§ **Task brief**:
Scale the entries from the line with "In the photograph above, where can the brick" through the last entry, both ends included, by rewriting every one of those lines with its request text unchanged. Multiply each coordinate in the answers by 1.85 and round to the nearest whole number, rounding halves up.

§ **Records provided**:
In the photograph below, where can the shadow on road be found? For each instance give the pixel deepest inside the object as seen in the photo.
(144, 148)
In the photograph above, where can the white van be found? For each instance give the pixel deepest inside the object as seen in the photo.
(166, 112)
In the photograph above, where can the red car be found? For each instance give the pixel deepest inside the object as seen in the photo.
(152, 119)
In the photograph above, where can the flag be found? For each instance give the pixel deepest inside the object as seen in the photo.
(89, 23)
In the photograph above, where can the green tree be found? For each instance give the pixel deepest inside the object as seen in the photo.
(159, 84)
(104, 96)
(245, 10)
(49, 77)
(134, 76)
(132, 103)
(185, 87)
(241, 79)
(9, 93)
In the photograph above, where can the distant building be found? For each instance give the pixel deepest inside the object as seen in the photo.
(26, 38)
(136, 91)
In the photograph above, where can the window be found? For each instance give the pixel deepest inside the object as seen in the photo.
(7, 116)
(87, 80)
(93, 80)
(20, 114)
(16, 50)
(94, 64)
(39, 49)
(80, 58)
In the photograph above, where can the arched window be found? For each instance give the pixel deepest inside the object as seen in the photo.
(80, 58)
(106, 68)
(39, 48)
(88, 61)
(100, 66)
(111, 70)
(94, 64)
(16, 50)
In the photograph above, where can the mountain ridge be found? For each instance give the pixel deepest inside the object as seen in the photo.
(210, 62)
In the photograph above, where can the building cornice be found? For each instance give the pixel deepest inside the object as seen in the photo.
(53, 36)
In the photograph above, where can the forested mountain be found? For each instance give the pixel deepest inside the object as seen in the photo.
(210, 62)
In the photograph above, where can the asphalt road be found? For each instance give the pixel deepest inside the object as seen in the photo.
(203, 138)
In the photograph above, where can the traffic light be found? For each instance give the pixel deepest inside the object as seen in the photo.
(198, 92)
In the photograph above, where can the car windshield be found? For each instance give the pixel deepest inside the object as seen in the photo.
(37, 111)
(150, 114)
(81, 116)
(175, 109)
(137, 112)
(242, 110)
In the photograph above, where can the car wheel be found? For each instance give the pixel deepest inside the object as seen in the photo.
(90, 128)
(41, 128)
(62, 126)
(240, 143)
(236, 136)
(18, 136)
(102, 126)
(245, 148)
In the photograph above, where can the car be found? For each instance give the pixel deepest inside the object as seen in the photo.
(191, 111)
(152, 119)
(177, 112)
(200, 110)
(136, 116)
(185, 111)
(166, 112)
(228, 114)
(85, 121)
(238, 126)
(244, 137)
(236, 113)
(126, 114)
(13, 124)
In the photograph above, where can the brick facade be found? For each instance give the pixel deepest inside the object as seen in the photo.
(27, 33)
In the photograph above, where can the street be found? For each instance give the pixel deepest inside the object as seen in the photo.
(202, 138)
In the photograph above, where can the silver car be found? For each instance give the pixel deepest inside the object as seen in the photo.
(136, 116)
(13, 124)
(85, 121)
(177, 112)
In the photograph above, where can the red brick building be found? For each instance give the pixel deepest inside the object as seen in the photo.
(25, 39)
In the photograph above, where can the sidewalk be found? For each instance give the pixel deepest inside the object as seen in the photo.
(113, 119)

§ **Reply to the exercise**:
In the photograph above, where can the brick facade be found? For each instance give the pixel deepest inside the object as seen in the photo.
(50, 61)
In the photograph above, where can the street be found? For each instance give the pixel deepest inside the object as seen in the photo.
(374, 255)
In the photograph above, where can the silver car be found? For each instance give the pixel deepest inside the object as seen in the photo.
(252, 215)
(24, 229)
(157, 224)
(327, 207)
In the photograph above, where can the red brick building be found? For each instance give the pixel deepest inside the object as seen in the photo.
(46, 72)
In the photograph above, where can the sidewalk be found? For each instance give the pixel deepest inside the object as seen in the photo.
(209, 220)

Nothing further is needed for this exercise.